* **Objective**:
Rewrite the rows from the line with "Annotate player's bent leg." to the line with "[192,261,212,278]", replacing "football" with "soccer ball" and leaving everything else unchanged.

* **Items from a labeling collection**:
_ _ _ _ _
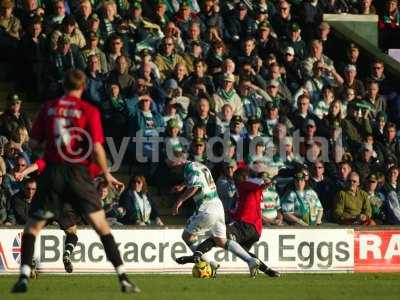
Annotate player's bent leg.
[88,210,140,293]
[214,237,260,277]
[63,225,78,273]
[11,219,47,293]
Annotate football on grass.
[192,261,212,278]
_ _ _ _ _
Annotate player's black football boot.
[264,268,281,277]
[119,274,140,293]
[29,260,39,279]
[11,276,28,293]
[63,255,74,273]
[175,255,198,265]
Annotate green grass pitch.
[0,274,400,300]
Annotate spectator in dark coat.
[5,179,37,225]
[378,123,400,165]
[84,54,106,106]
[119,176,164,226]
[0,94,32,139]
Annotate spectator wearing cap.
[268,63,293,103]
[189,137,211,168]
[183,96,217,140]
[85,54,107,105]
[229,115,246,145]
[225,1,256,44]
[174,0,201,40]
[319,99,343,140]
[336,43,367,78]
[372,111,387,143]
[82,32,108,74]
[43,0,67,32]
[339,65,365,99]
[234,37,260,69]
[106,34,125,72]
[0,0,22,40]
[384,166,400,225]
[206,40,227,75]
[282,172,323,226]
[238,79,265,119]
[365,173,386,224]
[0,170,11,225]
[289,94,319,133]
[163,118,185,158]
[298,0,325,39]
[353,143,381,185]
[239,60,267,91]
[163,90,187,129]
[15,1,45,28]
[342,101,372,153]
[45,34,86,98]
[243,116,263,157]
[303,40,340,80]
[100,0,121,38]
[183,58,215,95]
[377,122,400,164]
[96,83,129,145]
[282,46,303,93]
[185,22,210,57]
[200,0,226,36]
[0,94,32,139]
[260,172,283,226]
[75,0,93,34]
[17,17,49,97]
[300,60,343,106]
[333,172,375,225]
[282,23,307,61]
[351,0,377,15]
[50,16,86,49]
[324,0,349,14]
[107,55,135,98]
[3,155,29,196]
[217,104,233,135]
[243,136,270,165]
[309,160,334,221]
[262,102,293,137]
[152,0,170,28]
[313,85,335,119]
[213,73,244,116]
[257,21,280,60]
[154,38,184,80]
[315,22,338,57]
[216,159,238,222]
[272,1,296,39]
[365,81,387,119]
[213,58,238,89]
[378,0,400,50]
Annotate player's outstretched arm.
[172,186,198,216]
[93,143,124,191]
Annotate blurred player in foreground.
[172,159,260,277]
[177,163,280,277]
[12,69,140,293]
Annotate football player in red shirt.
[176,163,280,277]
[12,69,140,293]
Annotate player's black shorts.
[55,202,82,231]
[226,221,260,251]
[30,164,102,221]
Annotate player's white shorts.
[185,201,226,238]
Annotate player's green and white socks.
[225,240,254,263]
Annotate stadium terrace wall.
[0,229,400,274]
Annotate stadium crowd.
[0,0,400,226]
_ _ _ _ _
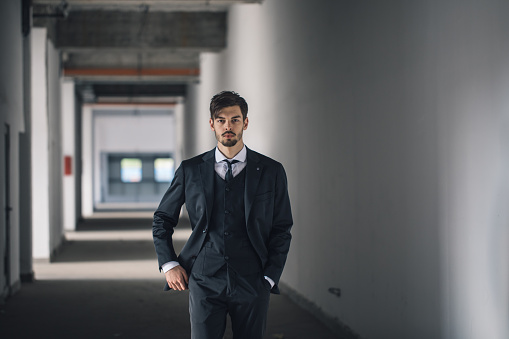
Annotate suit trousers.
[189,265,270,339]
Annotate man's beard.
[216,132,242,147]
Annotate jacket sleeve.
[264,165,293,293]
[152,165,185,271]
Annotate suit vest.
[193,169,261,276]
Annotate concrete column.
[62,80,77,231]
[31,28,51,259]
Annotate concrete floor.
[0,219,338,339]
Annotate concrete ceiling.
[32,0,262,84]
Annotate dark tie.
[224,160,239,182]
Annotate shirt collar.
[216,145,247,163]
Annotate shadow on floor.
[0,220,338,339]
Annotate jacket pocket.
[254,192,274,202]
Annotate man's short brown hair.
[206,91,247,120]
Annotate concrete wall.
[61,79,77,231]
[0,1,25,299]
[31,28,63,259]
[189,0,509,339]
_ _ _ _ _
* **Exercise result**:
Annotate player's bent leg.
[88,210,140,293]
[214,237,260,277]
[63,225,78,273]
[11,219,47,293]
Annotate soccer ball on grass.
[192,261,212,278]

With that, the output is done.